Human body with a computer head standing within skyscrapers, digital art
When I was giving the title to this article (usually the most daunting part of writing), I struggled with which of the two, defines and demarcates, is a more fitting word to this article. It turned out that prior to a clear demarcation, we need to define what is so unique about humans that sets us apart from machines and any other kind of living animals. But later in the stage, I realised the definition of humans has never been more flimsy.
So what defines human?
Humans, or Homo Sapiens (Linnaeus, 1758), oftentimes are viewed as the very few that possess wisdom (or intelligence) and demonstrate the ability to do a wide range of simple and complex tasks. As suggested by the formal latin name of Homo Sapiens, sapience perhaps is one of the unique characteristics of our kind. As antique as it can get, Renaissance humanist philosopher Giovanni Pico della Mirandola in his book Oration in the Dignity of Man describes human as the most fortunate of all living things as we are “of the very intelligences which dwell beyond the confines of the world”. However, as we can see from real-world and lab animal observations, humans are not the only ones that have wisdom and are actively using them, some other intelligent animals such as elephant and dogs are shown to have the almighty creativity and wisdom, as Mirandola put it, to transcend our very physical realm.
Psychologists and biologists have also, reasonably, turned to the concept of sentience – being conscious, having mental states and ability to feel (psychological) pain. Perhaps one of the most defining book on the nature of human, which puts sentience as the crux of one, is Microcosmus: An essay concerning man and his relation to the world (1856) by the German biologist, medical doctor and logicist Hermann Lotze. On human nature, the author considered sentience as the most significant human characteristic and temperament- the capability to feel and the to be affected by feelings through the expression of one’s feelings in movements, words, and gesture. Well, I have seen my indoor European shorthair being scared of a larger-sized outdoor one multiple times and she sought after my comfort every time. Then how different are we from animals, just on the basis of sentience?
The answer might have been offered by the books uncovering the development and the so-proclaimed “truth” of human. The bestseller The Dawn of Everything by David Graeber and David Wengrow wittingly (and possibly implicitly) illustrates the uniqueness of humans does not lie within an individual, but the products of a collective of humans coming together – society and politics. Humans do not merely differ from other species because we are sapient and sentient, but also because we evolve both biologically and politically.
Humans were the only agency
It was always assumed that humans were the only ones who were able to respond the environment without, or by the least with little, instinct. Marx’s conception of agency echos much with Mirandola’s idea of free will. In other words, we are an agency because we are able to make free choices in a given environment (beware that in the Marxist theory of agency, humans are, again, social and collective being). Despite that we are the only agency, humans are always in the tug-of-war against the social systems and extra-biological structures of gender, social class, nationality and most probably the intersections of these.

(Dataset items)
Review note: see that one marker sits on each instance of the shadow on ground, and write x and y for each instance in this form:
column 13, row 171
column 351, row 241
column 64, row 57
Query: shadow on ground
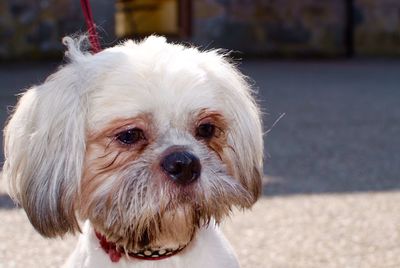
column 340, row 133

### WHAT TO WORK ON
Sum up the essay on what sets humans apart in exactly three sentences. The records are separate material and are not part of the essay.

### RESULT FOR THIS TASK
The essay asks what sets humans apart from machines and other animals, and it finds that the definition of humans has never been more flimsy. It notes that wisdom and sentience have been offered as the defining traits, but animals such as elephants and dogs also show wisdom, and a scared pet cat seeking comfort raises doubt about sentience as the dividing line. Drawing on The Dawn of Everything, it suggests that human uniqueness lies in what humans produce together, society and politics, and it adds that humans were long assumed to be the only agency able to make free choices.